→ PROBLEM TO WORK ON
Write out each line exactly as it stands, please.
-- start of RECORDS SUPPLIED --
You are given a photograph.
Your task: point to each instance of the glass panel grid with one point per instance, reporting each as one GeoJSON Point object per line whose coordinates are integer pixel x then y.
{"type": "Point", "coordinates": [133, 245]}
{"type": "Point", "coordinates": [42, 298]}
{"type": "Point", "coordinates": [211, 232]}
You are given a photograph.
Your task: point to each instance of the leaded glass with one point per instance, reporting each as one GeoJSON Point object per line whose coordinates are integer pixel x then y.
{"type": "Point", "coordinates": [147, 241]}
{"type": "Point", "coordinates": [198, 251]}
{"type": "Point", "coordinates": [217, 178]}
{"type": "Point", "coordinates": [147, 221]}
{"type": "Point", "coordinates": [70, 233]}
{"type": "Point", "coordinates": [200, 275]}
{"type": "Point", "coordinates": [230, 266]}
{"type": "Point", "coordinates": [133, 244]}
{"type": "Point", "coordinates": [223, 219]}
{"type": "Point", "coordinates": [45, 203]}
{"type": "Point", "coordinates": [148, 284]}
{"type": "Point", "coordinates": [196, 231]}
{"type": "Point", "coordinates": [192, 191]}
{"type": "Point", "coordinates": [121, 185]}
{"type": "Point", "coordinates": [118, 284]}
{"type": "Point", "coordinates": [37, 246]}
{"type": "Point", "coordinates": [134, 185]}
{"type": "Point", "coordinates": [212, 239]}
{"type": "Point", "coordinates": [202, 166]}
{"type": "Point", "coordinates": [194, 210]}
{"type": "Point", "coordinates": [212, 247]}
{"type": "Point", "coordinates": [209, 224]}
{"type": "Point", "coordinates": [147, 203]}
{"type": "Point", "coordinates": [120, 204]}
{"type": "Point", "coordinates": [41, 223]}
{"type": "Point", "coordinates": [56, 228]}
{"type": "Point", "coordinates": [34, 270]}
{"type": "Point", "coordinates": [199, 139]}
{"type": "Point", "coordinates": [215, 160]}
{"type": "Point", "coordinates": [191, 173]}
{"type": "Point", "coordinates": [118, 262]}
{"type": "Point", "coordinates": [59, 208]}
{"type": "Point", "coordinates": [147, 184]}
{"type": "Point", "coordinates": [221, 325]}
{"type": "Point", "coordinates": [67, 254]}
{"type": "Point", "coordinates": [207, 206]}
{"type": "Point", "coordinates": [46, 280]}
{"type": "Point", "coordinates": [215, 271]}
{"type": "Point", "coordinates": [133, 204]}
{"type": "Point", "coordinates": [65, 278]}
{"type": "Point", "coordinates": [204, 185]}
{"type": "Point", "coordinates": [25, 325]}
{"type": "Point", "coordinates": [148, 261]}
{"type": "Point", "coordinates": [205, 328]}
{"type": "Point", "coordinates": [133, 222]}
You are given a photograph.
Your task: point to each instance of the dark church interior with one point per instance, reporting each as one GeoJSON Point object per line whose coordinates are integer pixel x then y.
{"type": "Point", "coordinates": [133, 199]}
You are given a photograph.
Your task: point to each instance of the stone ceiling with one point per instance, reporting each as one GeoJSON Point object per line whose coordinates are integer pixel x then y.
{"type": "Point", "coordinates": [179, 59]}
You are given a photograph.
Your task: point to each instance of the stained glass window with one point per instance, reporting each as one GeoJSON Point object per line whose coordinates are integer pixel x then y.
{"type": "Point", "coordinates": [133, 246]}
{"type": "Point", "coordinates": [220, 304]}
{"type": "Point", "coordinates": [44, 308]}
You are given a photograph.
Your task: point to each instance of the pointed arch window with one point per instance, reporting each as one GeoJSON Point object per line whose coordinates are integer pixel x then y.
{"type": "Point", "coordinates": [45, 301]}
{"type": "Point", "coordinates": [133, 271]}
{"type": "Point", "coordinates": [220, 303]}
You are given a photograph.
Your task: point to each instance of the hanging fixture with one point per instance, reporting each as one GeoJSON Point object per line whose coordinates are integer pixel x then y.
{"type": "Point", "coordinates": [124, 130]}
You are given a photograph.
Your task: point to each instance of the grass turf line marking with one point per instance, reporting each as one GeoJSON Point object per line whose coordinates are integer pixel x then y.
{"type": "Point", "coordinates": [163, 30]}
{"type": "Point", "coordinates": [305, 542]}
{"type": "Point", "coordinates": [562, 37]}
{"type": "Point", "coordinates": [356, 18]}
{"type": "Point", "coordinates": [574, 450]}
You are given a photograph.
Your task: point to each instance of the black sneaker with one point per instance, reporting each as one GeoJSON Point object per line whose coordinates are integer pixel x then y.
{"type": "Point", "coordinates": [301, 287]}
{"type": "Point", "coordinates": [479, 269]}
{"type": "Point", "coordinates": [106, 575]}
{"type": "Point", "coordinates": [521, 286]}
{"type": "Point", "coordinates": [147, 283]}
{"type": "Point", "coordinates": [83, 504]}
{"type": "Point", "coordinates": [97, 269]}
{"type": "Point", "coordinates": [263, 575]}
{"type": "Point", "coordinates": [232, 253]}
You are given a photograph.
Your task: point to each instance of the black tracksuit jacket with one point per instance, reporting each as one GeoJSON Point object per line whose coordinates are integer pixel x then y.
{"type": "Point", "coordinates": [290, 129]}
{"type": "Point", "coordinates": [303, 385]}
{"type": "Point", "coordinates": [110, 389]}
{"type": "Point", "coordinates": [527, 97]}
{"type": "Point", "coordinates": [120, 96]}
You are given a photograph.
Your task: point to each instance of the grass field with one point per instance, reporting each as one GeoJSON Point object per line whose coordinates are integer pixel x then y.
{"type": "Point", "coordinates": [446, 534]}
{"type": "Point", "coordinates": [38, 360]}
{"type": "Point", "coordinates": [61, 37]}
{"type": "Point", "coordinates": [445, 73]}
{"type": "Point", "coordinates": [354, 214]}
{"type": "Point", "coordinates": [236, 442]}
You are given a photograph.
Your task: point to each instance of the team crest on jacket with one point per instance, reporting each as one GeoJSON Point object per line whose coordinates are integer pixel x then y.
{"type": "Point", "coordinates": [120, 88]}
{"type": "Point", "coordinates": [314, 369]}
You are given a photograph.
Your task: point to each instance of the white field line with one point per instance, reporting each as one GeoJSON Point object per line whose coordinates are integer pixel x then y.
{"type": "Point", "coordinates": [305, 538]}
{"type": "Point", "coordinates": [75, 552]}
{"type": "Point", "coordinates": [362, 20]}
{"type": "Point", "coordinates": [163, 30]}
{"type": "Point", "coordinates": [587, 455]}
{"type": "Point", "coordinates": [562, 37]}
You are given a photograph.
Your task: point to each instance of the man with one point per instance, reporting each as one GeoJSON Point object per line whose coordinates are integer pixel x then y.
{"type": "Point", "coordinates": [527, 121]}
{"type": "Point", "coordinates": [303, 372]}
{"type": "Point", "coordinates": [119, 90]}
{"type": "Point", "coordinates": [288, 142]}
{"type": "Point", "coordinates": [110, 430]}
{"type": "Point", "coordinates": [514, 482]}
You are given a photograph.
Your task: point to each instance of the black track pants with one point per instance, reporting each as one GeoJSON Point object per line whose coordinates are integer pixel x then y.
-- end of RECORDS SUPPLIED --
→ EXERCISE OUTPUT
You are given a photograph.
Your task: point to each instance of the glass panel grid with one point per instance, reporting each as one GeoJSON Point object per line whose coordinates are integer pixel x then y.
{"type": "Point", "coordinates": [133, 245]}
{"type": "Point", "coordinates": [42, 298]}
{"type": "Point", "coordinates": [211, 232]}
You are given a photograph.
Your task: point to each instance of the leaded glass with one point per instance, reporting each as one GeoJSON Point object per line whose coordinates are integer pixel x then y.
{"type": "Point", "coordinates": [147, 241]}
{"type": "Point", "coordinates": [198, 251]}
{"type": "Point", "coordinates": [217, 178]}
{"type": "Point", "coordinates": [147, 221]}
{"type": "Point", "coordinates": [70, 233]}
{"type": "Point", "coordinates": [200, 275]}
{"type": "Point", "coordinates": [230, 266]}
{"type": "Point", "coordinates": [133, 244]}
{"type": "Point", "coordinates": [223, 219]}
{"type": "Point", "coordinates": [45, 203]}
{"type": "Point", "coordinates": [148, 284]}
{"type": "Point", "coordinates": [196, 231]}
{"type": "Point", "coordinates": [192, 191]}
{"type": "Point", "coordinates": [121, 185]}
{"type": "Point", "coordinates": [118, 284]}
{"type": "Point", "coordinates": [37, 246]}
{"type": "Point", "coordinates": [134, 185]}
{"type": "Point", "coordinates": [212, 239]}
{"type": "Point", "coordinates": [202, 166]}
{"type": "Point", "coordinates": [194, 210]}
{"type": "Point", "coordinates": [212, 247]}
{"type": "Point", "coordinates": [209, 224]}
{"type": "Point", "coordinates": [147, 203]}
{"type": "Point", "coordinates": [120, 204]}
{"type": "Point", "coordinates": [41, 223]}
{"type": "Point", "coordinates": [56, 228]}
{"type": "Point", "coordinates": [34, 270]}
{"type": "Point", "coordinates": [199, 139]}
{"type": "Point", "coordinates": [215, 160]}
{"type": "Point", "coordinates": [191, 173]}
{"type": "Point", "coordinates": [118, 262]}
{"type": "Point", "coordinates": [59, 208]}
{"type": "Point", "coordinates": [147, 184]}
{"type": "Point", "coordinates": [221, 325]}
{"type": "Point", "coordinates": [67, 254]}
{"type": "Point", "coordinates": [207, 206]}
{"type": "Point", "coordinates": [46, 280]}
{"type": "Point", "coordinates": [215, 271]}
{"type": "Point", "coordinates": [133, 204]}
{"type": "Point", "coordinates": [65, 278]}
{"type": "Point", "coordinates": [204, 185]}
{"type": "Point", "coordinates": [25, 325]}
{"type": "Point", "coordinates": [148, 261]}
{"type": "Point", "coordinates": [205, 328]}
{"type": "Point", "coordinates": [133, 222]}
You are given a photograph.
Your task: point to each instance of the dark church interior with one point per instance, reporting each as one GeoJSON Point object per line whose coordinates are integer pixel x then y.
{"type": "Point", "coordinates": [133, 199]}
You are given a photograph.
Your task: point to each instance of the stone ceiling with one point per instance, reporting each as one GeoJSON Point object per line whose coordinates are integer pixel x then y.
{"type": "Point", "coordinates": [179, 59]}
You are given a photograph.
Your task: point to each instance of the stained glass window with one point per instance, reporting each as one GeoJSON Point object per line whose coordinates are integer pixel x then y.
{"type": "Point", "coordinates": [133, 246]}
{"type": "Point", "coordinates": [220, 304]}
{"type": "Point", "coordinates": [44, 308]}
You are given a photograph.
Your task: point to each instance of the pointed arch window with one point per instance, reporting each as one GeoJSON Point object per line whose coordinates are integer pixel x then y.
{"type": "Point", "coordinates": [45, 301]}
{"type": "Point", "coordinates": [133, 271]}
{"type": "Point", "coordinates": [220, 303]}
You are given a photograph.
Your task: point to each instance of the hanging fixture with one point per instance, reporting each as one GeoJSON Point object per line whose coordinates are integer pixel x then y.
{"type": "Point", "coordinates": [124, 130]}
You are given a photograph.
Your task: point to each instance of the grass turf line marking with one point per instance, reporting each as one GeoJSON Point object per line whose coordinates are integer pixel x then y.
{"type": "Point", "coordinates": [163, 30]}
{"type": "Point", "coordinates": [305, 542]}
{"type": "Point", "coordinates": [562, 37]}
{"type": "Point", "coordinates": [356, 18]}
{"type": "Point", "coordinates": [574, 450]}
You are given a photograph.
Your task: point to each instance of the black sneaker with one point per instance, reporting each as one GeoJSON Point object per line whose coordinates are integer pixel x then y.
{"type": "Point", "coordinates": [301, 287]}
{"type": "Point", "coordinates": [479, 269]}
{"type": "Point", "coordinates": [106, 575]}
{"type": "Point", "coordinates": [521, 286]}
{"type": "Point", "coordinates": [147, 283]}
{"type": "Point", "coordinates": [83, 504]}
{"type": "Point", "coordinates": [97, 269]}
{"type": "Point", "coordinates": [263, 575]}
{"type": "Point", "coordinates": [232, 253]}
You are given a photograph.
Your task: point to each instance of the black tracksuit jacket with one point per instance, reporting each as one GeoJSON Point object per line whose coordinates are integer pixel x then y.
{"type": "Point", "coordinates": [290, 129]}
{"type": "Point", "coordinates": [303, 385]}
{"type": "Point", "coordinates": [110, 389]}
{"type": "Point", "coordinates": [527, 97]}
{"type": "Point", "coordinates": [120, 96]}
You are given a photograph.
Your task: point to each instance of the grass field with one point per instance, reporting each as one GeoJSON Point object per line whose coordinates are integer pixel x then y.
{"type": "Point", "coordinates": [446, 534]}
{"type": "Point", "coordinates": [38, 360]}
{"type": "Point", "coordinates": [61, 37]}
{"type": "Point", "coordinates": [445, 73]}
{"type": "Point", "coordinates": [354, 214]}
{"type": "Point", "coordinates": [236, 442]}
You are given a photograph.
Your task: point to each instance of the team crest on jacket with one point per instance, reporting each as one GeoJSON Point object per line whose coordinates are integer pixel x then y.
{"type": "Point", "coordinates": [120, 88]}
{"type": "Point", "coordinates": [314, 369]}
You are given a photograph.
Your task: point to each instance of the white field line with one point per instance, reporting each as one GeoJSON Point object per line whose coordinates are integer pixel x then y.
{"type": "Point", "coordinates": [305, 538]}
{"type": "Point", "coordinates": [75, 552]}
{"type": "Point", "coordinates": [362, 20]}
{"type": "Point", "coordinates": [163, 30]}
{"type": "Point", "coordinates": [587, 455]}
{"type": "Point", "coordinates": [562, 37]}
You are given a photograph.
Your task: point to each instance of the man with one point per instance, reporting each as one GeoJSON Point object per line whose coordinates are integer pixel x then y.
{"type": "Point", "coordinates": [527, 121]}
{"type": "Point", "coordinates": [303, 372]}
{"type": "Point", "coordinates": [119, 90]}
{"type": "Point", "coordinates": [288, 142]}
{"type": "Point", "coordinates": [110, 430]}
{"type": "Point", "coordinates": [514, 482]}
You are given a photograph.
Your task: point to each instance of the black track pants with one point per instance, reporting each as one GeoJSON Point object per line whose coordinates are integer pixel x then y.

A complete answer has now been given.